* [EXERCISE DIRECTIONS] Could you copy every line of the data that contains the word "find"?

Saved data entries:
↓
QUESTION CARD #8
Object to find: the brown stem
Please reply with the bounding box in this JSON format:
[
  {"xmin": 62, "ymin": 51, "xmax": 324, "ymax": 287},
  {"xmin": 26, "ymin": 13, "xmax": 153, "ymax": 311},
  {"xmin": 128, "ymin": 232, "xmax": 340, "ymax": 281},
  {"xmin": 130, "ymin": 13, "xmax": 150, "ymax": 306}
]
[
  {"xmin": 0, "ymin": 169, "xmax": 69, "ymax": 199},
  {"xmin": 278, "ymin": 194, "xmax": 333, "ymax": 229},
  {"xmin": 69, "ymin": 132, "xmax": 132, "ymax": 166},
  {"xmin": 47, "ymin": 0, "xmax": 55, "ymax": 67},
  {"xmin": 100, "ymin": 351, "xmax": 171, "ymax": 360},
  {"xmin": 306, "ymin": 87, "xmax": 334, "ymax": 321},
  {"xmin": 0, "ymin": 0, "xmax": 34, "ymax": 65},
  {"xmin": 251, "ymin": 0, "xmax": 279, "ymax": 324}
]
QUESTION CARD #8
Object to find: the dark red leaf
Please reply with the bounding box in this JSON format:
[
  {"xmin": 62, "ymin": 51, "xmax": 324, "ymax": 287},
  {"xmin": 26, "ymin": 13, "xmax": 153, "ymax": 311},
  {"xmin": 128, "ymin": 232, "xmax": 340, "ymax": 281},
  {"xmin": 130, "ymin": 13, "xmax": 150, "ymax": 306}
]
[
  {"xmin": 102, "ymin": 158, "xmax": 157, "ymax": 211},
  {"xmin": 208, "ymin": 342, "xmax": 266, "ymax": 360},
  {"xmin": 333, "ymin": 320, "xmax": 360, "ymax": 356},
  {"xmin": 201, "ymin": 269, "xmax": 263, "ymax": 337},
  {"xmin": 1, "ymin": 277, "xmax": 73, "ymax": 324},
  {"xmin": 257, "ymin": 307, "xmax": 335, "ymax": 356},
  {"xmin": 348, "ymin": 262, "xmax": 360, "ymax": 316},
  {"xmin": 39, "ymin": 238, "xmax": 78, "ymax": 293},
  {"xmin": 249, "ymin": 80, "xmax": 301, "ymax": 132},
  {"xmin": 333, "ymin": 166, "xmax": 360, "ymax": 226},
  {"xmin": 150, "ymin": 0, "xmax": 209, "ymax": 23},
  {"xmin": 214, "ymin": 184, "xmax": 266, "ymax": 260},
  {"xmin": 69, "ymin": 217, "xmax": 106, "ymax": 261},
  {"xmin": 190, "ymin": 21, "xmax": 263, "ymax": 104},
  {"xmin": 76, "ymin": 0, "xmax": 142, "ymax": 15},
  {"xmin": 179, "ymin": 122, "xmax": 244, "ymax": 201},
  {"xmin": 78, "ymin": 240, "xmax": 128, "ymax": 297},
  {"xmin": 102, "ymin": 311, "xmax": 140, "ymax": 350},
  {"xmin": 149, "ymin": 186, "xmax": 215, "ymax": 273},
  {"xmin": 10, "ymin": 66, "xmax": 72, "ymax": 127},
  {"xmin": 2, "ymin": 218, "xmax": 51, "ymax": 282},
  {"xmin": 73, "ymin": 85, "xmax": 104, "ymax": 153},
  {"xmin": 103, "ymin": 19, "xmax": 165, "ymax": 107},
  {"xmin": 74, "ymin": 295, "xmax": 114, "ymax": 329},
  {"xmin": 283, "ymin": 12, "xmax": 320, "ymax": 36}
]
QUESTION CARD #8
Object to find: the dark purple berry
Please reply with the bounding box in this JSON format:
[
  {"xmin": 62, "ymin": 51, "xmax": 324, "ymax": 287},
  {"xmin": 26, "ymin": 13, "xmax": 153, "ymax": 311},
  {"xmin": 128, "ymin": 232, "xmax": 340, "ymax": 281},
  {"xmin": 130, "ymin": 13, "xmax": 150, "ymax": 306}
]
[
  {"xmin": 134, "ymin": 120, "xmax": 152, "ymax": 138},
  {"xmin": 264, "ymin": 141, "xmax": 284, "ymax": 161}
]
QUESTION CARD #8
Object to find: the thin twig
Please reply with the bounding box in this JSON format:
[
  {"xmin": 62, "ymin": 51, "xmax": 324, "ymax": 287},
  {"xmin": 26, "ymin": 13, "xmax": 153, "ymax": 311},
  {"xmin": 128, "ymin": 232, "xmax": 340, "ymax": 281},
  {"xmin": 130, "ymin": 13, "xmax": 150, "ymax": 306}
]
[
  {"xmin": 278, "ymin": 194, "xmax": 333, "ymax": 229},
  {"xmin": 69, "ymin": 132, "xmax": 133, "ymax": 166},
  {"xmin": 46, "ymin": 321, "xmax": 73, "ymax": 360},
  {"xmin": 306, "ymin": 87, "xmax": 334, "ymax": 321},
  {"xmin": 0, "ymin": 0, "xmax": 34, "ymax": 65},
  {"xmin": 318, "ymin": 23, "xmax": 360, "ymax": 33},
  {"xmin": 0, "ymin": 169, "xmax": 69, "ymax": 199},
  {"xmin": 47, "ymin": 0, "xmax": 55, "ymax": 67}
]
↑
* [TASK ANSWER]
Object to find: the brown stem
Object to find: the dark red leaf
Object to find: the dark purple berry
Object to find: the thin twig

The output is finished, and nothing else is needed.